§ Exercise aim
Omit every picture and return the rest of the data unaltered.

§ Exercise inputs
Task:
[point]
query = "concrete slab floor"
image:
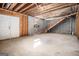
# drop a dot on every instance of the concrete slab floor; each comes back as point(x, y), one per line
point(41, 45)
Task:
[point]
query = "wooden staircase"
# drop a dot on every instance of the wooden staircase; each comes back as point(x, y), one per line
point(53, 25)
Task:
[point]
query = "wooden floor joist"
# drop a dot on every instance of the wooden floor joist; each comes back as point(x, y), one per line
point(12, 6)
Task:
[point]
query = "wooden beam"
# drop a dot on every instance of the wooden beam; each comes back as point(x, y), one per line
point(77, 25)
point(43, 8)
point(8, 5)
point(53, 9)
point(26, 8)
point(3, 5)
point(12, 6)
point(51, 26)
point(19, 7)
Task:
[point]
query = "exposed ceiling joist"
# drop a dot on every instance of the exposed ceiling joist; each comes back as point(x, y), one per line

§ Result of the exercise
Task:
[point]
query = "concrete slab floor"
image:
# drop a dot on every instance of the concrete slab floor; each comes back as point(x, y), one per line
point(41, 45)
Task:
[point]
query = "wooden staircase"
# drop a dot on every instance of the wooden staircase; each comes back as point(x, y), one per line
point(53, 25)
Task:
[point]
query = "wooden floor joist"
# drop a dot on every instance of the wooden floor joist; each comes back as point(x, y), one per line
point(12, 6)
Task:
[point]
query = "wooden beam"
# drop a dot on every instance of the wooden beam; each comes back as point(x, y), one per line
point(77, 25)
point(43, 8)
point(8, 5)
point(53, 9)
point(26, 8)
point(3, 5)
point(12, 6)
point(51, 26)
point(19, 7)
Task:
[point]
query = "exposed ceiling joist"
# drop a dot on every instance of the exposed ceiling joist; each comes back as point(x, y), one per line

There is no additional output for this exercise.